A group of 'couch potatoes' attempt to set a new Guinness World Record for continuous television viewing of more than 86 hours, by viewing the complete set of episodes of the drama series "24" in Hollywood December 3, 2010. The contestants must stay awake the duration of the viewing, but get ten minute breaks every two hours. REUTERS/Fred Prouser (ENTERTAINMENT) - RTXVD6J

London - You may think it’s a relaxing end to a hard day at work – but slumping in front of the TV could make you feel worse.

People who are tired and stressed are consumed by feelings of guilt and failure when they give into the temptation to watch television, a study found.

And the more exhausted they are, the more they will regret putting their feet up.

It is thought that they worry their time would be better spent doing something more productive – or that others will look down on them for watching undemanding programmes such as soaps and reality TV that are particularly appealing when tired.

[REQUIREMENTS]
Copy the TV-guilt article word for word, beginning at the words "And the more" and stopping after "appealing when tired.".

[COLLECTED MATERIAL]
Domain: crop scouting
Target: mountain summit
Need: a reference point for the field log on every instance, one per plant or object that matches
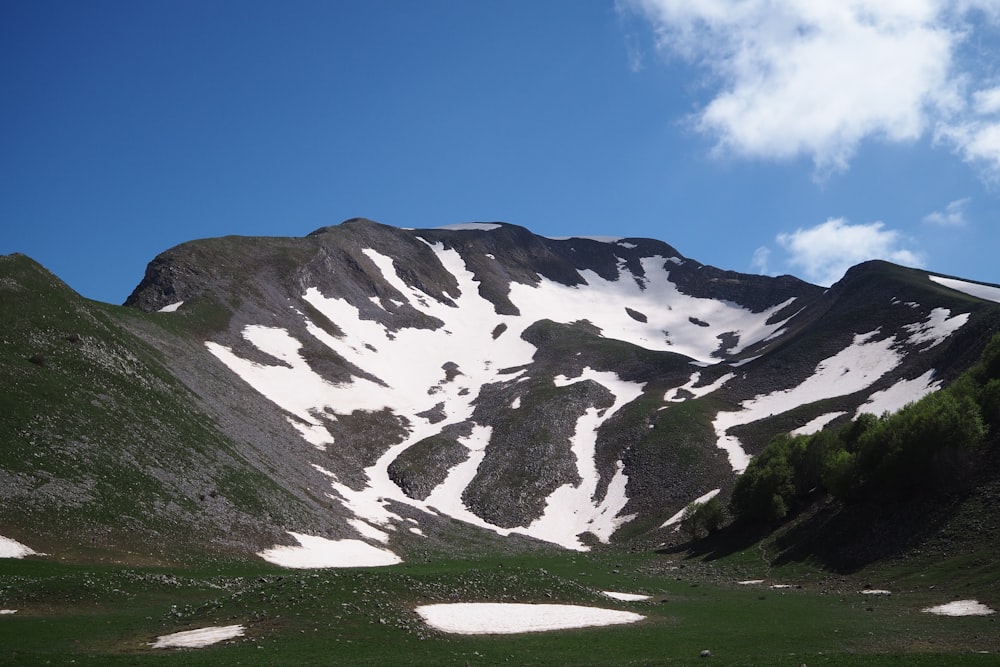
(382, 390)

[OUTPUT FOR THIS TASK]
And the more exhausted they are, the more they will regret putting their feet up.

It is thought that they worry their time would be better spent doing something more productive – or that others will look down on them for watching undemanding programmes such as soaps and reality TV that are particularly appealing when tired.